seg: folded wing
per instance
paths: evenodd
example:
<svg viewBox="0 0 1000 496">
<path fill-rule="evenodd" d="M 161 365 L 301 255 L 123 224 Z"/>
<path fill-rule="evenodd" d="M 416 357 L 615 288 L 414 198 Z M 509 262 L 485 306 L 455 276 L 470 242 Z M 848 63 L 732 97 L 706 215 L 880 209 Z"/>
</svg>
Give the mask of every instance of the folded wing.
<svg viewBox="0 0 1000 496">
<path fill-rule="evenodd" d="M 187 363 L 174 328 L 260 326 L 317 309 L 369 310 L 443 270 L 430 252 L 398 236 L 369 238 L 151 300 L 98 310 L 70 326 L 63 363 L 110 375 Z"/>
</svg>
====
**WHAT IS EXPECTED**
With the line containing "416 357 L 615" as the first and the last line above as the final one, copy those lines exactly and no others.

**EXERCISE OUTPUT**
<path fill-rule="evenodd" d="M 416 357 L 615 288 L 414 198 Z M 509 262 L 485 306 L 455 276 L 470 242 Z M 848 63 L 732 97 L 706 215 L 880 209 Z"/>
</svg>
Give the mask of every instance of the folded wing.
<svg viewBox="0 0 1000 496">
<path fill-rule="evenodd" d="M 187 363 L 174 328 L 260 326 L 317 309 L 369 310 L 443 270 L 430 252 L 398 236 L 369 238 L 151 300 L 98 310 L 70 326 L 63 363 L 110 375 Z"/>
</svg>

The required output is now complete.